Text section ::
She died aged 92 in 1977, having outlived three of her children. But her achievement in making Churchill the greatest world leader in history should not be underestimated. Churchill’s chief of staff, General Ismay, said that without Clementine the “history of Winston Churchill and of the world would have been a very different story”.

Victoria Woodhull – first woman to run for the US presidency

This week’s blog starts with question for my quiz-loving friends. Who was the first woman to run for presidency of the United States? Hillary Clinton, right? Wrong! It was, in fact Victoria Woodhull, and she was quite a colourful character and the most famous woman of her generation. She was born in Ohio in 1838, had next to no education and spent most of her childhood with her family’s travelling medicine show, working as a clairvoyant

She was married to an alcoholic at fifteen, a mother at sixteen, divorced at seventeen and remarried at nineteen. In these years, she made a living by fortune-telling, selling patent medicines and spiritualist act with her sister. But better things were to come, She and her sister moved to New York, became Wall Street’s first female stockbrokers, and made a fortune, even though women weren’t allowed a seat on the New York Stock Exchange until 1967. They earned the nicknames: “The Queens of Finance” and “The Bewitching Brokers,”and used the money to publish a journal which, although it had a reputation for muckraking and ranting, promoted radical causes, including women’s suffrage, graduated income tax, an 8 hour work day and profit sharing. In 1870 the journal published the first English translation of the Communist Manifesto.

Instructions ::
a – In the blog post, what is the passage from "She was married" to "the Communist Manifesto." with "journal" swapped out for "newspaper"?
b – According to the blog post, what two nicknames did Victoria Woodhull and her sister earn?

Data supplied ::

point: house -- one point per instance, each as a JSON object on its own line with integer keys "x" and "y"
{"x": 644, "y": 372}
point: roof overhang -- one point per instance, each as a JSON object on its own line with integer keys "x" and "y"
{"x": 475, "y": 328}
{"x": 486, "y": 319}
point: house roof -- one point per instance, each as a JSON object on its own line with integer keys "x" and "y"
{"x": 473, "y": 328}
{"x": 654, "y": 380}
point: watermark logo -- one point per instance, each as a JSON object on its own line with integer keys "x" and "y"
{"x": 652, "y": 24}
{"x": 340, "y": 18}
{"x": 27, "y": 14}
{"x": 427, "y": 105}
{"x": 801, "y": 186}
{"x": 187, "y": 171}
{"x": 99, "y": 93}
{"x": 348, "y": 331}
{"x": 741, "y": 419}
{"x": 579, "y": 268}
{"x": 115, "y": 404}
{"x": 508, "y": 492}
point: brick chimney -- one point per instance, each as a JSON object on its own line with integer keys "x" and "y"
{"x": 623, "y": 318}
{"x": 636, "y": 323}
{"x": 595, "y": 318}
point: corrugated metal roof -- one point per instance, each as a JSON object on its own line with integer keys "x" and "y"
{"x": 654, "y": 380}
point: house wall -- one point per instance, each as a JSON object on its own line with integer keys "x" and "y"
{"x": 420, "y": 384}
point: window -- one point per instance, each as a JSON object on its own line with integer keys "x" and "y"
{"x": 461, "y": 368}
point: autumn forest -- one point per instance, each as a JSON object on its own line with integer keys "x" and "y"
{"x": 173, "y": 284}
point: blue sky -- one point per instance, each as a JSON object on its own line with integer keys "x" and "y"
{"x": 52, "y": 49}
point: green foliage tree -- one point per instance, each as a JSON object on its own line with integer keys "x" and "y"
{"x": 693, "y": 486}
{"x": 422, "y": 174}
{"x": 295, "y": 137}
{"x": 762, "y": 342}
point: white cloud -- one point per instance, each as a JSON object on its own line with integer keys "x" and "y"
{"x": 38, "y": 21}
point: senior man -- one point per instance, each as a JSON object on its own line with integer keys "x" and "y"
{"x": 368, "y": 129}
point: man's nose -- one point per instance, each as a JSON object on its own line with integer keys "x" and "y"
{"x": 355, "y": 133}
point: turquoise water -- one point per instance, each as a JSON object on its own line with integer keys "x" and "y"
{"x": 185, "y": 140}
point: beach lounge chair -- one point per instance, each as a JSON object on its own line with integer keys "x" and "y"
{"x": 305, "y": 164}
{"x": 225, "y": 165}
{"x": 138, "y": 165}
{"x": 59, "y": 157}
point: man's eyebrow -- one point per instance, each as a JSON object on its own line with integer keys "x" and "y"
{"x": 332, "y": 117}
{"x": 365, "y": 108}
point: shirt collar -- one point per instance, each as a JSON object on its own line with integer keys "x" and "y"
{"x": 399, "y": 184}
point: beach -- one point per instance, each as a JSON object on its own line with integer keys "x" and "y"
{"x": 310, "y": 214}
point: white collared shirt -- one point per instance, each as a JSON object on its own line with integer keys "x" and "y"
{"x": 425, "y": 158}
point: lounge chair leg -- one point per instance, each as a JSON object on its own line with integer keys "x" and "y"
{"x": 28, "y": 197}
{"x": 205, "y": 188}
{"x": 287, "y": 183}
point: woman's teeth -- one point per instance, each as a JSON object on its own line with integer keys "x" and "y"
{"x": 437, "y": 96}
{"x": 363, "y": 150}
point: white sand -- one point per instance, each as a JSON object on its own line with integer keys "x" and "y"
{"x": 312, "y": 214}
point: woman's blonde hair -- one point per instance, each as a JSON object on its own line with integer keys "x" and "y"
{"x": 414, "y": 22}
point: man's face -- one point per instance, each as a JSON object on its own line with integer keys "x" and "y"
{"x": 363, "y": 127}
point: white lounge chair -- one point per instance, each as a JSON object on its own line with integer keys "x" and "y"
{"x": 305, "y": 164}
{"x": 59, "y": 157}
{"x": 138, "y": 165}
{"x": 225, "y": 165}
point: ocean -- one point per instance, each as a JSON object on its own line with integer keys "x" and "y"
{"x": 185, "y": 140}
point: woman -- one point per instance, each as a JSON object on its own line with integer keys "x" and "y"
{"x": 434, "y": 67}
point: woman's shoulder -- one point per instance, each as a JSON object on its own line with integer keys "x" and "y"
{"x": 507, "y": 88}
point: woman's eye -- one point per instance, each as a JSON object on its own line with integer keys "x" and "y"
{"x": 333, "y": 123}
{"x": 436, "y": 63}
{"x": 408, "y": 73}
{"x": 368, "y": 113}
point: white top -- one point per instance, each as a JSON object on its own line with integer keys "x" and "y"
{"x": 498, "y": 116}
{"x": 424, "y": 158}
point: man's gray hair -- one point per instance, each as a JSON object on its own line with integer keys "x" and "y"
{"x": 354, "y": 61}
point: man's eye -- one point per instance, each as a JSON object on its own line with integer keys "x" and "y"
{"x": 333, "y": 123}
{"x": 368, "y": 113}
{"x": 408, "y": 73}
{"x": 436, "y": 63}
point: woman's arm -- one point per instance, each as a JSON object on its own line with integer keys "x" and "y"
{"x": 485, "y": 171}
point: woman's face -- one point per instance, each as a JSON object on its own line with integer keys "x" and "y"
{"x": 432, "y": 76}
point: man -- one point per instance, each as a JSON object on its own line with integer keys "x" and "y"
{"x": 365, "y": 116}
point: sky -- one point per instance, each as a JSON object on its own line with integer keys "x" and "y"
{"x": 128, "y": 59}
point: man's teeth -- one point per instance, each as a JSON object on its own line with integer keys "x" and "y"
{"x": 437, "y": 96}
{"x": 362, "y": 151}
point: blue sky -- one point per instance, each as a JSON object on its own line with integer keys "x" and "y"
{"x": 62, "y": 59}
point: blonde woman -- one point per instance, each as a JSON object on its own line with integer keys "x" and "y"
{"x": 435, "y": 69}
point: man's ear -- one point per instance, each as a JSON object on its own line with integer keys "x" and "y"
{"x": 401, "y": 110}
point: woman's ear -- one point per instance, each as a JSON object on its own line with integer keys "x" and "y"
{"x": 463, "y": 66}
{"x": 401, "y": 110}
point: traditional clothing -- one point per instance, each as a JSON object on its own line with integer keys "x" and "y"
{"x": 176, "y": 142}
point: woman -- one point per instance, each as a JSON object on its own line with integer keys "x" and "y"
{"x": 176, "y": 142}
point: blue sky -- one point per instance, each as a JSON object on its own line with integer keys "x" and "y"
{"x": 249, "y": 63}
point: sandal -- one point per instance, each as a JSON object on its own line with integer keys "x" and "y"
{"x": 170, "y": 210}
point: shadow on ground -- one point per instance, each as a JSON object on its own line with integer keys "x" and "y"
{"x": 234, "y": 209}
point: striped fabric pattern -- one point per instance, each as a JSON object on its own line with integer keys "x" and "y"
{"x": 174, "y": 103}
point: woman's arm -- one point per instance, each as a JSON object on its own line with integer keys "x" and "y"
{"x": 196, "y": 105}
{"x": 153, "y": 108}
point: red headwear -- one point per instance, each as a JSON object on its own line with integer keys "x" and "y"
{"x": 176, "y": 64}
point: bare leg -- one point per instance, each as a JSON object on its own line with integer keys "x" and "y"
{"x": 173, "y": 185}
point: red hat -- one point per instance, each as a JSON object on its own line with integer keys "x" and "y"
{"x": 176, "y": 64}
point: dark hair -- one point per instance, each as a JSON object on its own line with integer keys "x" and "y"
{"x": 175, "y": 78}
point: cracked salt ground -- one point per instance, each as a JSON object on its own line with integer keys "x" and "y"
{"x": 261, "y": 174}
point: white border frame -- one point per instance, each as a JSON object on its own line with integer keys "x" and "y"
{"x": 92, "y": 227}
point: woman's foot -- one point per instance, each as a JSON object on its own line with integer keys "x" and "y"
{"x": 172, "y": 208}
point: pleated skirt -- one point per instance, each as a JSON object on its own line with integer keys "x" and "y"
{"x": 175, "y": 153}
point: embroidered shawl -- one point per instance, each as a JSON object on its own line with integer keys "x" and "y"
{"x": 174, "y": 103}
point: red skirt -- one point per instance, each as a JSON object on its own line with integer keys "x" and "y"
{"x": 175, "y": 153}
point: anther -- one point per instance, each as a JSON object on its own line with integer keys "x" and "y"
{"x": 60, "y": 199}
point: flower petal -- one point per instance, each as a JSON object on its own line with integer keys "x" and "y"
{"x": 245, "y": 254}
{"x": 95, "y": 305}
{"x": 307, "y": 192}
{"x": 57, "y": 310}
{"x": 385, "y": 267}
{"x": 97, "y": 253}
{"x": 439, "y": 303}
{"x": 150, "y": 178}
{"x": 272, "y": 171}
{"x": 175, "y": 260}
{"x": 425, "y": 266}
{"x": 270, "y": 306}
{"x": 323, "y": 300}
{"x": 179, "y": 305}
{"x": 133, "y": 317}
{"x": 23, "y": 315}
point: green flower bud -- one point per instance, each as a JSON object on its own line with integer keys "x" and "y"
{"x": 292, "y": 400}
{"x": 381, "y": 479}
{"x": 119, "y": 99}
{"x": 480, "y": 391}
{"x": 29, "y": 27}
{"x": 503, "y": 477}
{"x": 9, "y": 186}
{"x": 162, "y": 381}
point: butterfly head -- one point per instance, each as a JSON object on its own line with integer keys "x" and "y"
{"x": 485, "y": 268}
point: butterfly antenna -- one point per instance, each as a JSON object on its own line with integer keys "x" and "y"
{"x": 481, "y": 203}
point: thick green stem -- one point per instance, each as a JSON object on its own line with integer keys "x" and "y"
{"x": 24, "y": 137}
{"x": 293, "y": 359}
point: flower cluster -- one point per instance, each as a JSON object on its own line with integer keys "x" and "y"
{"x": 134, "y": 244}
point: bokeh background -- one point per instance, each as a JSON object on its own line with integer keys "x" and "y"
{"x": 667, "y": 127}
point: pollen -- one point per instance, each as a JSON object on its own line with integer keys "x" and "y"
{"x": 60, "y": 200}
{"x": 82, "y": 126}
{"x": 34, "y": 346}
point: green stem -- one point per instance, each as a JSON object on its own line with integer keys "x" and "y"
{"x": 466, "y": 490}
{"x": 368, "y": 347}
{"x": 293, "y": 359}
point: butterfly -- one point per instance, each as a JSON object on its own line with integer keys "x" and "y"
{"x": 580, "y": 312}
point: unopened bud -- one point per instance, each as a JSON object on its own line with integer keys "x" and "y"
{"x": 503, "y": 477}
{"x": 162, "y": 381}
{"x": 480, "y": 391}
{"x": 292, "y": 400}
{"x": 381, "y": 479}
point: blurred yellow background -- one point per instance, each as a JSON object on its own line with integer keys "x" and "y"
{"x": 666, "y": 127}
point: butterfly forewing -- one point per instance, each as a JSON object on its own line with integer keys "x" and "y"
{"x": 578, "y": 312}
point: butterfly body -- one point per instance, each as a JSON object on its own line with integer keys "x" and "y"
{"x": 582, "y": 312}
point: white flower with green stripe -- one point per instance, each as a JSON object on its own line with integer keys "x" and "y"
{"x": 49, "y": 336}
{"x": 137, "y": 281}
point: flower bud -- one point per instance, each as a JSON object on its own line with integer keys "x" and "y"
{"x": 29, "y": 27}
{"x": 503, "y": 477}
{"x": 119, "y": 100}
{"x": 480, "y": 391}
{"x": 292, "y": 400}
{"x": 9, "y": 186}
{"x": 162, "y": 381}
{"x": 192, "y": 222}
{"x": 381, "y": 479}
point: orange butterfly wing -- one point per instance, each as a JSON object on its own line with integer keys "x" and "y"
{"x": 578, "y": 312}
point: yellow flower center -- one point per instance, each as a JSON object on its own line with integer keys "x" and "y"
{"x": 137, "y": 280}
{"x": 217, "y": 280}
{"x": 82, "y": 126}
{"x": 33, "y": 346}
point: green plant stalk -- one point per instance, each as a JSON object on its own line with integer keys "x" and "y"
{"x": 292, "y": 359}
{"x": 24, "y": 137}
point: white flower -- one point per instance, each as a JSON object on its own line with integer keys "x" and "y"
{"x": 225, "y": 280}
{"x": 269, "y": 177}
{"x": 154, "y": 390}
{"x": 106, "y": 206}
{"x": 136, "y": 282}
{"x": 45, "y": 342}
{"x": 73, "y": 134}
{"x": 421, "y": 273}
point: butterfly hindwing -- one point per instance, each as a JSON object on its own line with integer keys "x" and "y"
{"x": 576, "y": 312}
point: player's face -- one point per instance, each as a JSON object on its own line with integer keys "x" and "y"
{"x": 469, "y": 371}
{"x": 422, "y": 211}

Responses to the tasks ::
a –
She was married to an alcoholic at fifteen, a mother at sixteen, divorced at seventeen and remarried at nineteen. In these years, she made a living by fortune-telling, selling patent medicines and spiritualist act with her sister. But better things were to come, She and her sister moved to New York, became Wall Street’s first female stockbrokers, and made a fortune, even though women weren’t allowed a seat on the New York Stock Exchange until 1967. They earned the nicknames: “The Queens of Finance” and “The Bewitching Brokers,”and used the money to publish a newspaper which, although it had a reputation for muckraking and ranting, promoted radical causes, including women’s suffrage, graduated income tax, an 8 hour work day and profit sharing. In 1870 the newspaper published the first English translation of the Communist Manifesto.

b – "The Queens of Finance" and "The Bewitching Brokers."